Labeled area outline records
==*==

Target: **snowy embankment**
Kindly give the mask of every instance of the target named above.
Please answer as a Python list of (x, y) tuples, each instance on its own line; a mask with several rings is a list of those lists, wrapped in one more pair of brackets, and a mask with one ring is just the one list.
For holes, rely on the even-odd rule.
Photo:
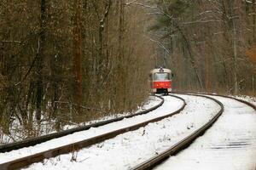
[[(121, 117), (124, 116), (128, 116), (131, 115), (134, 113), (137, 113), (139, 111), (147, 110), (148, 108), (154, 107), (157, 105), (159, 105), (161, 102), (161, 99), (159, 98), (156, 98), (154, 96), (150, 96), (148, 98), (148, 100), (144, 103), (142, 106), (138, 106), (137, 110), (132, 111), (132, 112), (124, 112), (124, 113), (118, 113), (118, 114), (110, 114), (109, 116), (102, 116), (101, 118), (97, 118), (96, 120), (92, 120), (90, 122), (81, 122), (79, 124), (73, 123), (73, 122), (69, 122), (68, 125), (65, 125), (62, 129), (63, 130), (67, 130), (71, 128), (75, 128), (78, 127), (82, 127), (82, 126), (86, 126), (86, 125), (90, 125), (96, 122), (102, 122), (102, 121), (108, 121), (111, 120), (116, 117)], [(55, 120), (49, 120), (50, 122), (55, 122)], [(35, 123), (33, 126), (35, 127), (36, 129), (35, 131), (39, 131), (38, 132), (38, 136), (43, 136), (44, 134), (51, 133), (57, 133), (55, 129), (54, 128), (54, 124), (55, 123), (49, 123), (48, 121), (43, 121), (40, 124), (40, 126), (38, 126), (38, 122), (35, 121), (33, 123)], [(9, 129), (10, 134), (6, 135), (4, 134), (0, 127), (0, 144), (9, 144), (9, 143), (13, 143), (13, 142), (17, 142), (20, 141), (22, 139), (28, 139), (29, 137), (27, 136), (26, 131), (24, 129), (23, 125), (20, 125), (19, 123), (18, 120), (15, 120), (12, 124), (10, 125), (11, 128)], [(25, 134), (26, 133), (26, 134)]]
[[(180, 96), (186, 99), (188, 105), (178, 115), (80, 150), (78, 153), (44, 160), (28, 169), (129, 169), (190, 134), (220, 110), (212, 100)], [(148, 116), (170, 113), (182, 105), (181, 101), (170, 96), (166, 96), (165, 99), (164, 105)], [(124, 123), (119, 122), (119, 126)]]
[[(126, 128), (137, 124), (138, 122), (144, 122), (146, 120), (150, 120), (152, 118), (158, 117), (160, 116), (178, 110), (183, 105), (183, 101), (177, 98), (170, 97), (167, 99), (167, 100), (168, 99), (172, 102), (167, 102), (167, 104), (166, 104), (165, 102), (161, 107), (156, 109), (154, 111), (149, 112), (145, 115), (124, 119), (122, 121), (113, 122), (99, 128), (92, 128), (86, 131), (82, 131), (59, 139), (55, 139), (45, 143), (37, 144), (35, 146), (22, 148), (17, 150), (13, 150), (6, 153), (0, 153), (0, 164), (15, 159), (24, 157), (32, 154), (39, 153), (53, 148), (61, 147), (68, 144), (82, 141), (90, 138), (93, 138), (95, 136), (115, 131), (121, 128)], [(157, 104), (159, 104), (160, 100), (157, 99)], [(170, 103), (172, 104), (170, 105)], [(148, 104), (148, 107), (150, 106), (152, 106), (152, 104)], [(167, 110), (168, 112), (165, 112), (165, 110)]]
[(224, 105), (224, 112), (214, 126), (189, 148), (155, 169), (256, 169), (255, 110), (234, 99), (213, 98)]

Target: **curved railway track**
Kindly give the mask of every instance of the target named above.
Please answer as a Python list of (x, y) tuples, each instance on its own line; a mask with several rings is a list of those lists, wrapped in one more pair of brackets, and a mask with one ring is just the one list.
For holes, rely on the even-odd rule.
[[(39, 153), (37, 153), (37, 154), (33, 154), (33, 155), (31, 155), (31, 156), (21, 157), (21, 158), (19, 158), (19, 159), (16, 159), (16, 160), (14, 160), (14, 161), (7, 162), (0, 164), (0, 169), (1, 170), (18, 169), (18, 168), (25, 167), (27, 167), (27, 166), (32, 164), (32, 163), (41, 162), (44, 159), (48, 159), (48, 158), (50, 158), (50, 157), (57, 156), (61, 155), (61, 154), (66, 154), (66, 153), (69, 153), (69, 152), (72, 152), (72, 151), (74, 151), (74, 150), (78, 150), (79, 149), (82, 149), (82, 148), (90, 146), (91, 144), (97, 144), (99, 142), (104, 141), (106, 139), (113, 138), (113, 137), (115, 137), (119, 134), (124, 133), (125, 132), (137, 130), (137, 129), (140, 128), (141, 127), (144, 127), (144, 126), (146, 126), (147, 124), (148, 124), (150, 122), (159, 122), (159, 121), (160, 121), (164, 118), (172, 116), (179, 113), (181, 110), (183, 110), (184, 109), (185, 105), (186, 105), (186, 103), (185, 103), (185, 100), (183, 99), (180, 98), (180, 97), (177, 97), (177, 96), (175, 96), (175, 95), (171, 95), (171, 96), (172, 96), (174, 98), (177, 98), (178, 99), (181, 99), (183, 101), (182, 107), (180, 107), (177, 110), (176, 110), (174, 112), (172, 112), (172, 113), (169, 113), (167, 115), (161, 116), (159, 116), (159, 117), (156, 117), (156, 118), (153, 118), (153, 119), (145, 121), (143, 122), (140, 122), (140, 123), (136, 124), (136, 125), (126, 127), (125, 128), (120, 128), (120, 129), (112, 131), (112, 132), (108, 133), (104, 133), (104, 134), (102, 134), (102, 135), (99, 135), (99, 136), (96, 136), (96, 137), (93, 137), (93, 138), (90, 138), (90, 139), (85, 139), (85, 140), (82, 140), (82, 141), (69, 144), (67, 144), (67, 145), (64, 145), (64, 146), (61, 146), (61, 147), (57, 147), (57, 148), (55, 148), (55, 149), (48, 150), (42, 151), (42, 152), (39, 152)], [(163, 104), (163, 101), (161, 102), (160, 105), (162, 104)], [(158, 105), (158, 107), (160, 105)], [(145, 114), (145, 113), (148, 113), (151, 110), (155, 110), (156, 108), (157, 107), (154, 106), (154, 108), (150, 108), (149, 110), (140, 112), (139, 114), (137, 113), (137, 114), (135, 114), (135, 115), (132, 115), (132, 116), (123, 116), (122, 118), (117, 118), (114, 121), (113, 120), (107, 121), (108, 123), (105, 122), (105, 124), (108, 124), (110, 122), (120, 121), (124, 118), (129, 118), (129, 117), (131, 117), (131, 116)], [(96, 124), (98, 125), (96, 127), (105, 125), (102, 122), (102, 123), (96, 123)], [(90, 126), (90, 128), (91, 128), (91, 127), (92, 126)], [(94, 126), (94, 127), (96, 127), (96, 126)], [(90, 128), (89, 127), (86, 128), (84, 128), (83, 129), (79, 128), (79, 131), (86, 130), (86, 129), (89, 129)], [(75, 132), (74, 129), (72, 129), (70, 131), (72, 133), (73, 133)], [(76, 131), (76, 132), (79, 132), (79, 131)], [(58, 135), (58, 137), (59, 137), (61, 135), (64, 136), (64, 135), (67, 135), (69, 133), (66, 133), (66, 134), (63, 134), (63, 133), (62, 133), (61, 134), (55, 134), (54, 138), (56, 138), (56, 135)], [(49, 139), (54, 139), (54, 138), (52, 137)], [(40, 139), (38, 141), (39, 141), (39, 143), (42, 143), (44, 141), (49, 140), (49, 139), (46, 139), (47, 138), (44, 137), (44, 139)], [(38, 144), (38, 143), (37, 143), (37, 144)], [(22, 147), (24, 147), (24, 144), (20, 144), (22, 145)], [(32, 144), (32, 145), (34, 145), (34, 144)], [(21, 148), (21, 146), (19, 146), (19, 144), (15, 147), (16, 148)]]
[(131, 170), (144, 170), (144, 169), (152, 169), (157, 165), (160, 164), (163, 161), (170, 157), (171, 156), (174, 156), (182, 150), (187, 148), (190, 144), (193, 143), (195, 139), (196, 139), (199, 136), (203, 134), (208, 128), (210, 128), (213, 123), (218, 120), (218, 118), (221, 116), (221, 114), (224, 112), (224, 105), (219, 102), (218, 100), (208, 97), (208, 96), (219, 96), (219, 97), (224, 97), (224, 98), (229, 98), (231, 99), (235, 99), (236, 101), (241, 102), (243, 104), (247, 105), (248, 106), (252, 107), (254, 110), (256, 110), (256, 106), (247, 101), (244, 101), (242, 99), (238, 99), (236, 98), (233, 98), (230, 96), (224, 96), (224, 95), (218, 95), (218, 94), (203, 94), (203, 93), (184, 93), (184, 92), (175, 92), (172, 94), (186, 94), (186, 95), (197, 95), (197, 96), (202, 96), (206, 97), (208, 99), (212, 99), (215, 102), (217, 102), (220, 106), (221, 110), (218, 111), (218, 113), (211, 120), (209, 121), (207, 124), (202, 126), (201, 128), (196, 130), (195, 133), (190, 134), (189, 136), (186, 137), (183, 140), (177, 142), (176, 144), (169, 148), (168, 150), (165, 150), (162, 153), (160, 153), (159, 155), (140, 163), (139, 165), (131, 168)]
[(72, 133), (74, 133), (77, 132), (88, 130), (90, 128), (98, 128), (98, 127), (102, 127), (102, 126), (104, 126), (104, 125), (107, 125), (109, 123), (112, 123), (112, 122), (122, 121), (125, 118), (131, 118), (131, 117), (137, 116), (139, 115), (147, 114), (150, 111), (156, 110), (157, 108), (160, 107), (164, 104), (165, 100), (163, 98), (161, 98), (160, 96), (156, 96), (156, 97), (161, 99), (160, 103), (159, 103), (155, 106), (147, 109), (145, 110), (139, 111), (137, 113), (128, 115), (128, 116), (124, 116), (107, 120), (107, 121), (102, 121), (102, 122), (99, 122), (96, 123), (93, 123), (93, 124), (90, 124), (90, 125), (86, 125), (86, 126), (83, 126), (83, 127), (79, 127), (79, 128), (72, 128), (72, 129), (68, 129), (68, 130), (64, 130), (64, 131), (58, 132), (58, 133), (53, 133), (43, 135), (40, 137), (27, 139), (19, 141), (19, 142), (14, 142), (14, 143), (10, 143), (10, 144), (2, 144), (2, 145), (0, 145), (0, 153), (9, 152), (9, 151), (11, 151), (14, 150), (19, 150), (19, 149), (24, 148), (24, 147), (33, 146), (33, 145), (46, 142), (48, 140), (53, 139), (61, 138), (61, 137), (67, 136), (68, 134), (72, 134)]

==*==

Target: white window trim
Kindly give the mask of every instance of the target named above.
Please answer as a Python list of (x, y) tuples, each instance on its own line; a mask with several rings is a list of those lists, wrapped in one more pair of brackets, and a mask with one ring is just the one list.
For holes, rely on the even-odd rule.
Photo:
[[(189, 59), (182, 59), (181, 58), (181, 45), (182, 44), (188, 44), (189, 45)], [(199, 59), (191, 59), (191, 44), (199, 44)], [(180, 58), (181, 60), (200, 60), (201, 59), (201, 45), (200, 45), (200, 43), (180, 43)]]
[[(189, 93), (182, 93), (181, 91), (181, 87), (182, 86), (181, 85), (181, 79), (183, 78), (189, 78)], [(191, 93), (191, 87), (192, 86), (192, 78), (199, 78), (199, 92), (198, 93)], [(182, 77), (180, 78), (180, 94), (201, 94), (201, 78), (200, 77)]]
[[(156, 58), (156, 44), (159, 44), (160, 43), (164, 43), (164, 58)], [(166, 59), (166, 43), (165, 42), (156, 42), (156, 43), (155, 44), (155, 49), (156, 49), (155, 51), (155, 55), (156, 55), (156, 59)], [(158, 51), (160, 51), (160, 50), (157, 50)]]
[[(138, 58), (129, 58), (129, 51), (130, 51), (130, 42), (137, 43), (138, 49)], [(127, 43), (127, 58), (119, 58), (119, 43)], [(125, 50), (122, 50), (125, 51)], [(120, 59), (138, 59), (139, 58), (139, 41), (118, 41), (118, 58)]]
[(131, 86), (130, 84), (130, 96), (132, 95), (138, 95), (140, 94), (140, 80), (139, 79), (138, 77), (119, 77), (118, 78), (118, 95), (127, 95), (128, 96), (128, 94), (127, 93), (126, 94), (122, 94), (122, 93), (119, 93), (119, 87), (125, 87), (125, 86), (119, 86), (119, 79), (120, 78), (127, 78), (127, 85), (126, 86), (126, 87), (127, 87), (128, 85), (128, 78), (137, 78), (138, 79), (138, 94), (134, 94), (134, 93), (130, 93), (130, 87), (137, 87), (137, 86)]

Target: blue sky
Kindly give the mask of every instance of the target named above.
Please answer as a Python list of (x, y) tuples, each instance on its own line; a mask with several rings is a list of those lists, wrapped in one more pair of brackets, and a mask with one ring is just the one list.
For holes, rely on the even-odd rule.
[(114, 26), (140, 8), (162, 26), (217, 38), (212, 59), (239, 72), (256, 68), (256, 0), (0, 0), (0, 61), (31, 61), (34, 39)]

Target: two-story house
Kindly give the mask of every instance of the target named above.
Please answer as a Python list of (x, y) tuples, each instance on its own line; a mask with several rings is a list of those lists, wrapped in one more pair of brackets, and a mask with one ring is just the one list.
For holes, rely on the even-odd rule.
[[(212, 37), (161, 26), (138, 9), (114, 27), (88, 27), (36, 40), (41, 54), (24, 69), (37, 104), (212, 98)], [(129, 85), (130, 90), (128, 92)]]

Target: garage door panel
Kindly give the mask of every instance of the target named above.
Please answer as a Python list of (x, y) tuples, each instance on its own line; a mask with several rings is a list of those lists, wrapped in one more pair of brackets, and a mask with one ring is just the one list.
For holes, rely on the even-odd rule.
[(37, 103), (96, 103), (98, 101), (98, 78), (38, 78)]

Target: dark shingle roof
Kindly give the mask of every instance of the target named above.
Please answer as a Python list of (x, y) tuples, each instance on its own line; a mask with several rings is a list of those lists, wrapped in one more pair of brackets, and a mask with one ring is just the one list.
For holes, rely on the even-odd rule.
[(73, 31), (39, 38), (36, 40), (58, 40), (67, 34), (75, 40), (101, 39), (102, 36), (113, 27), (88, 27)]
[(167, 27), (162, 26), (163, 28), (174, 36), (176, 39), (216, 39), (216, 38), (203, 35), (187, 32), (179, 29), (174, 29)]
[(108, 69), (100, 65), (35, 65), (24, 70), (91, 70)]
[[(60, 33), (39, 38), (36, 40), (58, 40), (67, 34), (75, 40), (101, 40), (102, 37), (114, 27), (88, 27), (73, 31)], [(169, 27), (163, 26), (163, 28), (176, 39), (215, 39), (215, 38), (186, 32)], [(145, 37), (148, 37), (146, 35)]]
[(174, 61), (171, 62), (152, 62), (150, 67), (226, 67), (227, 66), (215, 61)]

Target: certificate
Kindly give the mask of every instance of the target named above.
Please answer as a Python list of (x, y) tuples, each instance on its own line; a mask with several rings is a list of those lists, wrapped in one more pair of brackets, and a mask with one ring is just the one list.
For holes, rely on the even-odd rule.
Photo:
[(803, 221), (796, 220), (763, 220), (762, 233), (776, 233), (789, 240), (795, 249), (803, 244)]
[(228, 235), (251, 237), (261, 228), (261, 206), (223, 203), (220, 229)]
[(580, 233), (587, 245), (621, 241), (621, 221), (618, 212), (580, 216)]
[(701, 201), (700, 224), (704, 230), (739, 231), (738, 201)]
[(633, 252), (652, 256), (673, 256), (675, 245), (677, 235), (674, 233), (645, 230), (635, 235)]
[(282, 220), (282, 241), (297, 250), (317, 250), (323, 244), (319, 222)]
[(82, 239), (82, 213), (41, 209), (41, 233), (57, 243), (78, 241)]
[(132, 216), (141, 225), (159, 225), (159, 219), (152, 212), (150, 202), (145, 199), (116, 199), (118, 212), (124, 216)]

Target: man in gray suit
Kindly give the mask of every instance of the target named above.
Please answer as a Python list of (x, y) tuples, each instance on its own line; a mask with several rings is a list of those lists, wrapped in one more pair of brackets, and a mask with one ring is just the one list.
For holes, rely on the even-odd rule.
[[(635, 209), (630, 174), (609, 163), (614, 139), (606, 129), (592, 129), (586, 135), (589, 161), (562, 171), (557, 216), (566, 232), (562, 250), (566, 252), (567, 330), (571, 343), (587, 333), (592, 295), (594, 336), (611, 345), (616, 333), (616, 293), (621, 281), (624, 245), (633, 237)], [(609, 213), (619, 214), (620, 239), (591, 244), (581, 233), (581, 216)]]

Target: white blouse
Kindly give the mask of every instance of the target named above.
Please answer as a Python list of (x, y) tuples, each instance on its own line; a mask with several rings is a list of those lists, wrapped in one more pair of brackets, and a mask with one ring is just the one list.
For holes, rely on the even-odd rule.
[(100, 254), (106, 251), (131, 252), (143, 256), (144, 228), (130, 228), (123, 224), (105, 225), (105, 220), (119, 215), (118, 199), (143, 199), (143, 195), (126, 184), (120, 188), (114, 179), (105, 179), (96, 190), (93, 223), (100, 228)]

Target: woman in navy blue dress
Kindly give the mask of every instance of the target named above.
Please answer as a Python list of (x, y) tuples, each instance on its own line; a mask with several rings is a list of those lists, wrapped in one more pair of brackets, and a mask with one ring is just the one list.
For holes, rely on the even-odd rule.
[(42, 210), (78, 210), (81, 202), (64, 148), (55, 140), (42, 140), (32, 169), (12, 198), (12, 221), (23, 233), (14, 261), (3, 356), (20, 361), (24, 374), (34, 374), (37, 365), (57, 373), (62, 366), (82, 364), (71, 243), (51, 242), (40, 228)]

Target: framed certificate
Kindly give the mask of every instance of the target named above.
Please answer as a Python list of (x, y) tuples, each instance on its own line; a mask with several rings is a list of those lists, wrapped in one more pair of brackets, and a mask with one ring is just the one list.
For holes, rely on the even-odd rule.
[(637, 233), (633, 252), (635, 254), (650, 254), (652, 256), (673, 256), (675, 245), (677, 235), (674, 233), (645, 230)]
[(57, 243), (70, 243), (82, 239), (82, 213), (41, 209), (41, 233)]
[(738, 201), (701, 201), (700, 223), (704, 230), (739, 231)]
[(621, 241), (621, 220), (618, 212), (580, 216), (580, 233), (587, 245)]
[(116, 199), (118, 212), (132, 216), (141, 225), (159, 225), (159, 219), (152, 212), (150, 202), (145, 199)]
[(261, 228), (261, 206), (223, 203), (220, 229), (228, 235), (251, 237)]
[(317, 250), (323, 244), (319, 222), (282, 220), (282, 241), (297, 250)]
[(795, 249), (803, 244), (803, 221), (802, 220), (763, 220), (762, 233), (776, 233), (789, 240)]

==*==

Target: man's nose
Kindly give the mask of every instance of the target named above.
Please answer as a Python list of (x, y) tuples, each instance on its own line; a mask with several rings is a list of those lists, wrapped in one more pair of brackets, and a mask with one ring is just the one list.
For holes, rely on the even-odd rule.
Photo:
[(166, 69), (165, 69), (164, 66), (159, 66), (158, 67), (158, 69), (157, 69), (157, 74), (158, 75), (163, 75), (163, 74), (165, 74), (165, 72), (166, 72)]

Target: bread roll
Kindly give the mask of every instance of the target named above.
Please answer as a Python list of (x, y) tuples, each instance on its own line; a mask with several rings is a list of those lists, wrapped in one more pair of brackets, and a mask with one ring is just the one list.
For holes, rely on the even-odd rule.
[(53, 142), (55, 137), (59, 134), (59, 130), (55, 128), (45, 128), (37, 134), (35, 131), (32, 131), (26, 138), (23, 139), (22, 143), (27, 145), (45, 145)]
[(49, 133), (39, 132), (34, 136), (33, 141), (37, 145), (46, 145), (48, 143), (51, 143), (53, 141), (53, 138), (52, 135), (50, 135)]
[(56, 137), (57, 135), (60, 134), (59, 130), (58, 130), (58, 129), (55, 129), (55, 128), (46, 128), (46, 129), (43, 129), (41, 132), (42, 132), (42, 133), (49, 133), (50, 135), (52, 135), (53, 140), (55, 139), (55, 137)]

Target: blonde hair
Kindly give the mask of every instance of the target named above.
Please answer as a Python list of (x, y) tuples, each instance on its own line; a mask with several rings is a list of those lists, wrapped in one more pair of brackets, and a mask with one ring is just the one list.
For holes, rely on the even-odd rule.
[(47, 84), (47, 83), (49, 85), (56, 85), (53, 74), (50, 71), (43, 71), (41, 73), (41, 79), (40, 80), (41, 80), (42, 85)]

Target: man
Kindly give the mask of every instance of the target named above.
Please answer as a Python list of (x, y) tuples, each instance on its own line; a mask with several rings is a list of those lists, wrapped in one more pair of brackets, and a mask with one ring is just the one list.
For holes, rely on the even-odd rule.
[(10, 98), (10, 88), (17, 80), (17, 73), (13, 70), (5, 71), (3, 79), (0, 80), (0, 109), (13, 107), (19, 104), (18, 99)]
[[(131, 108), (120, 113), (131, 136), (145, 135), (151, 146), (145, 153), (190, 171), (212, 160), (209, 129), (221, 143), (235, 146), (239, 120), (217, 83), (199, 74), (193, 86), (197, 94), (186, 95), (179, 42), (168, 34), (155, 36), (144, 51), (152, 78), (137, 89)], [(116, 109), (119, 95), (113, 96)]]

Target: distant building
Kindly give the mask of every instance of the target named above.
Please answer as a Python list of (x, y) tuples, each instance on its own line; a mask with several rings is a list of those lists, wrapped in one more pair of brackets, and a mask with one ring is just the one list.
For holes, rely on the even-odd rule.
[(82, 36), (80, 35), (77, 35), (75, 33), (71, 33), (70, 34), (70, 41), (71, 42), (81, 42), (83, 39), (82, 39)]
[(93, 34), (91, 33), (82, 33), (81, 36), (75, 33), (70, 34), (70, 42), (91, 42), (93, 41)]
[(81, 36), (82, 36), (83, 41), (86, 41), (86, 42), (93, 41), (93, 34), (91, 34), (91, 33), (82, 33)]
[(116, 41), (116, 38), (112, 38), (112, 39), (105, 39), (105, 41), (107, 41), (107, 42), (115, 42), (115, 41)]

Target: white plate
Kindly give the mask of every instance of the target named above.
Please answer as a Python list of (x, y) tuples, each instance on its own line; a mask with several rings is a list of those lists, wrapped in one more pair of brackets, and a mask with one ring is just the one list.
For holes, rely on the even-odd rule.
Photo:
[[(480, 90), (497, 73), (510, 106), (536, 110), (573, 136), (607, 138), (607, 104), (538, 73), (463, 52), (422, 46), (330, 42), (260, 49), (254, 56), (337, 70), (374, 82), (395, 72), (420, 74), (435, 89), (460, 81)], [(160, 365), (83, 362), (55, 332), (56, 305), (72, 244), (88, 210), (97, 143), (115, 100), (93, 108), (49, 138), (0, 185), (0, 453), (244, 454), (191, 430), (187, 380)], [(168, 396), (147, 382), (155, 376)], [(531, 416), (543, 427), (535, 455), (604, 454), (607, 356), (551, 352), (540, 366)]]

==*==

AIM OF THE TASK: Copy word for word the lines of the records starting with the line containing "Target: white window trim" and going on through the line containing "87), (137, 86)]", including both of those lines.

EXERCISE SOLUTION:
Target: white window trim
Kindly give the mask of every instance of the target named above.
Please answer as a Python list of (x, y) tuples, each instance on its own line; a mask with several rings is a list of those lists, wrapped in one more pair of brackets, and a mask with one ring is just the one list.
For holes, rely on the even-odd rule.
Photo:
[[(189, 59), (182, 59), (181, 58), (181, 45), (182, 44), (188, 44), (189, 45)], [(199, 59), (191, 59), (191, 44), (199, 44)], [(180, 58), (181, 60), (200, 60), (201, 59), (201, 45), (200, 45), (200, 43), (180, 43)]]
[[(189, 93), (182, 93), (181, 91), (181, 87), (182, 86), (181, 85), (181, 79), (183, 78), (189, 78)], [(191, 93), (191, 87), (192, 86), (192, 78), (199, 78), (199, 92), (198, 93)], [(182, 77), (180, 78), (180, 94), (201, 94), (201, 78), (200, 77)]]
[[(156, 58), (156, 44), (159, 44), (160, 43), (164, 43), (164, 58)], [(166, 59), (166, 43), (165, 42), (156, 42), (156, 43), (155, 44), (155, 49), (156, 49), (155, 51), (155, 55), (156, 55), (156, 59)], [(158, 51), (160, 51), (160, 50), (157, 50)]]
[[(138, 58), (129, 58), (129, 51), (130, 51), (130, 42), (137, 43), (138, 49)], [(127, 43), (127, 58), (119, 58), (119, 43)], [(125, 50), (122, 50), (125, 51)], [(120, 59), (138, 59), (139, 58), (139, 41), (118, 41), (118, 58)]]
[(131, 86), (130, 84), (130, 96), (132, 95), (138, 95), (140, 94), (140, 80), (139, 79), (138, 77), (119, 77), (118, 78), (118, 95), (127, 95), (128, 96), (128, 94), (127, 93), (126, 94), (122, 94), (122, 93), (119, 93), (119, 87), (125, 87), (125, 86), (119, 86), (119, 79), (120, 78), (127, 78), (127, 85), (126, 86), (126, 87), (127, 87), (128, 85), (128, 78), (137, 78), (138, 79), (138, 94), (134, 94), (134, 93), (130, 93), (130, 87), (137, 87), (137, 86)]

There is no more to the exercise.